_Request_: The data follows this line. Copy verbatim the line with "the form (584,387);" and each line after it to the end.

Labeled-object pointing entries
+ + +

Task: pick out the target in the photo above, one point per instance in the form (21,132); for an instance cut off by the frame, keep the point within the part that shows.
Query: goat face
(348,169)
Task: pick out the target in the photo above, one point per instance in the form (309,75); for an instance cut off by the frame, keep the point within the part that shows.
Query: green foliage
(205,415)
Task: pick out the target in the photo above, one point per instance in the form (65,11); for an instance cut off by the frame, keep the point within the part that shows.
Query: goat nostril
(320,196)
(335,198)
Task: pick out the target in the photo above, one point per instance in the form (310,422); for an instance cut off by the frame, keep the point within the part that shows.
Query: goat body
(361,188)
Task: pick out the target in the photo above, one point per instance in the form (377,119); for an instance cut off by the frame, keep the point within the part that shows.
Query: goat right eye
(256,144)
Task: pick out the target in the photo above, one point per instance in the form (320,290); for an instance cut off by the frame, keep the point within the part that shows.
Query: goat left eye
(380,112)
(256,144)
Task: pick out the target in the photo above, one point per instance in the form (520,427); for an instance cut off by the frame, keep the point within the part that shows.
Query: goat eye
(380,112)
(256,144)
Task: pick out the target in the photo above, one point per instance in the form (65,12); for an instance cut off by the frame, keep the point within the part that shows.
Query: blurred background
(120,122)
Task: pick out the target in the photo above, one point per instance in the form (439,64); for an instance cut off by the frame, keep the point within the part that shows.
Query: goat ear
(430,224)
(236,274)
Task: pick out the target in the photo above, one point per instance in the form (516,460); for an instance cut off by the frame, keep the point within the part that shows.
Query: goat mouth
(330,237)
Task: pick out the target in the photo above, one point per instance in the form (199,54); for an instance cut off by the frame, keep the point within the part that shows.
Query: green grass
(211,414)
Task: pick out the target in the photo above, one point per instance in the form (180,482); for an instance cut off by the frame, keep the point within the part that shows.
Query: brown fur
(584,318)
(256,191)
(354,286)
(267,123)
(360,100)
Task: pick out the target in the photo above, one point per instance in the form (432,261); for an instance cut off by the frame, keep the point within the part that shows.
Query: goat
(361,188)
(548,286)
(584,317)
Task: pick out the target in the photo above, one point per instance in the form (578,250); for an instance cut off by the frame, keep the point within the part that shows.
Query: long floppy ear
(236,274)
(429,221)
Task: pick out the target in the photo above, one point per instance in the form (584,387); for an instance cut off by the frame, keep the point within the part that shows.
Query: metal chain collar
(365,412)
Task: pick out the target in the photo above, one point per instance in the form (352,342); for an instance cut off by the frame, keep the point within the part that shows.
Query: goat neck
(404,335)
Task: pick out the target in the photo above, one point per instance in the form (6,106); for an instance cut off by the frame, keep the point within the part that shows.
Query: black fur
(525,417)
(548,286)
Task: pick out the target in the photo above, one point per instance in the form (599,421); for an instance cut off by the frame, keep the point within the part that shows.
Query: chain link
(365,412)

+ + +

_Answer to the task_:
Task: pick out the target in the photo above, one point per instance in the form (584,387); for an instance cut off by the frame, keep the point within the part that shows.
Query: metal chain collar
(365,412)
Task: pick out the target in the photo above, one point per instance in the form (352,342); for an instance cut off by the frame, keep the point within the part that shows.
Query: goat neck
(404,335)
Task: pick out the target in the photo above, one point per instance in the form (6,106); for an instance cut off by the frame, keep the point within the part that shows.
Query: black fur
(525,417)
(548,286)
Task: pick out the target in the photo above, one point per instance in the form (599,421); for an instance cut off by the frame, keep the point within the part that shows.
Query: chain link
(365,412)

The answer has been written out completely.